- _The input_:
◆ ◆ ◆ ◆ ◆
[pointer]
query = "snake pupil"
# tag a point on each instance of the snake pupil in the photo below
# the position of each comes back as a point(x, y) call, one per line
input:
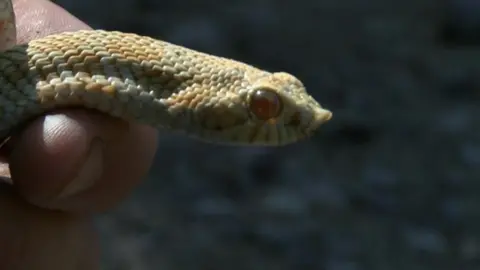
point(265, 104)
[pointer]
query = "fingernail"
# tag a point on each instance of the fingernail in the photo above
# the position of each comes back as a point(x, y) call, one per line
point(89, 173)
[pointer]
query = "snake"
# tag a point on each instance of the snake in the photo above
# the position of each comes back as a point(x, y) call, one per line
point(153, 82)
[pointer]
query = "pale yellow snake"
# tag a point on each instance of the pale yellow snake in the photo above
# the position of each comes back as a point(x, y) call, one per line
point(142, 79)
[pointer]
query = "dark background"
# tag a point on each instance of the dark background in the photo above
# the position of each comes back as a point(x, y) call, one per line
point(392, 182)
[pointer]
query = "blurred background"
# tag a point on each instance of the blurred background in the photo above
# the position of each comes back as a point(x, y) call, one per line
point(392, 182)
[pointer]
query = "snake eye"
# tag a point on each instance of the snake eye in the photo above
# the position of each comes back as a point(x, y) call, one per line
point(265, 104)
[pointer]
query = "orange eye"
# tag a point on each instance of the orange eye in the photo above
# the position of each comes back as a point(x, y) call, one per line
point(265, 104)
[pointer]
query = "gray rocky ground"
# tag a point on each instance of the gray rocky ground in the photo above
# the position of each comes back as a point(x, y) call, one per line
point(393, 182)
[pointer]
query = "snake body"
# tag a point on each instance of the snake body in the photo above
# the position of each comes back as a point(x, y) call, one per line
point(142, 79)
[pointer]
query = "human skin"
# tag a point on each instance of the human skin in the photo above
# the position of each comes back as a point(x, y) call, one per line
point(47, 212)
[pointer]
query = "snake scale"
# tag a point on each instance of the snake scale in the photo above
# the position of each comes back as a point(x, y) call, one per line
point(153, 82)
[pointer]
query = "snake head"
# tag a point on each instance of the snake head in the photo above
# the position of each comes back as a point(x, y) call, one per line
point(246, 107)
point(265, 109)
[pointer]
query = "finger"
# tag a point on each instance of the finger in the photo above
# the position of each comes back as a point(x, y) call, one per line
point(38, 18)
point(31, 235)
point(79, 160)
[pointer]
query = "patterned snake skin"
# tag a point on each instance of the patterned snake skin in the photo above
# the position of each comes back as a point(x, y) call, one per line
point(153, 82)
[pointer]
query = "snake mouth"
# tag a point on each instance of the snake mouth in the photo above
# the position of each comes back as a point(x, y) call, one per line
point(272, 132)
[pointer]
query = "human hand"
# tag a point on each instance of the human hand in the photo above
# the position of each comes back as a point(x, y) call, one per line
◆ ◆ ◆ ◆ ◆
- _Written problem_:
Every entry must be transcribed exactly. Pictures do not belong in the copy.

- _Finished answer_:
[pointer]
query = "snake pupil"
# tag a point on each instance of the snake pupil in the photo below
# the position of each comes back as a point(x, y) call, one per line
input:
point(265, 104)
[pointer]
query = "fingernail"
# tag a point on each instance of the fingernail in the photo above
# the position of each comes back as a point(x, y) call, one per line
point(89, 173)
[pointer]
query = "snake"
# tag a point on each instance of the snake in the photo above
# the position of each comes back as a point(x, y) call, one per line
point(153, 82)
[pointer]
query = "pale yellow snake"
# tag a point on each instance of the pale yellow snake in the photo above
# the position of each comes back as a point(x, y) call, one per line
point(142, 79)
[pointer]
query = "dark background"
# tag a point on each instance of the dark background in the photo above
# the position of each comes back as a point(x, y) call, one per line
point(392, 182)
[pointer]
query = "blurred background"
# tag a point on each instance of the blurred background in the photo above
# the position of each comes back as a point(x, y) call, one per line
point(392, 182)
[pointer]
query = "snake eye"
# tag a point on each instance of the snake eye in the photo above
# the position of each comes back as a point(x, y) call, one per line
point(265, 104)
[pointer]
query = "orange eye"
# tag a point on each instance of the orange eye in the photo above
# the position of each comes back as a point(x, y) call, one per line
point(265, 104)
[pointer]
query = "gray rocky ground"
# tag a point on each instance of the gray rocky ground in the photo above
# the position of each comes back as a point(x, y) call, one per line
point(393, 182)
[pointer]
query = "snake body"
# tag a point on each instance of the snake body in the photo above
# the position of each comes back as a point(x, y) call, one per line
point(142, 79)
[pointer]
query = "human skin"
# tag a point on each instance of the human skin in the photo above
# the position of each comes back as a point(x, y) call, one per line
point(47, 212)
[pointer]
query = "snake scale"
# tag a point on each instance of the snake scale in the photo above
# the position of each comes back as a point(x, y) call, one per line
point(153, 82)
[pointer]
query = "snake head"
# tag a point on each instance of the snake head in the photo above
# the position of each comes back as a point(x, y) call, one per line
point(246, 107)
point(265, 109)
[pointer]
query = "finger"
# tag a point on each instance of the finger in the photo above
# the position of each comes back as a point(x, y) call, one per line
point(38, 18)
point(31, 235)
point(79, 160)
[pointer]
query = "patterned snake skin"
# tag a point on each instance of the patterned snake skin in the photo above
# the position of each comes back as a point(x, y) call, one per line
point(153, 82)
[pointer]
query = "snake mouth"
# tag a point on each instance of the snake mouth in the photo above
# the position of each comes back as a point(x, y) call, one per line
point(272, 132)
[pointer]
query = "human hand"
# tag a point on each instance of the human hand in the photo above
# the position of each comes back as a point(x, y) call, one per line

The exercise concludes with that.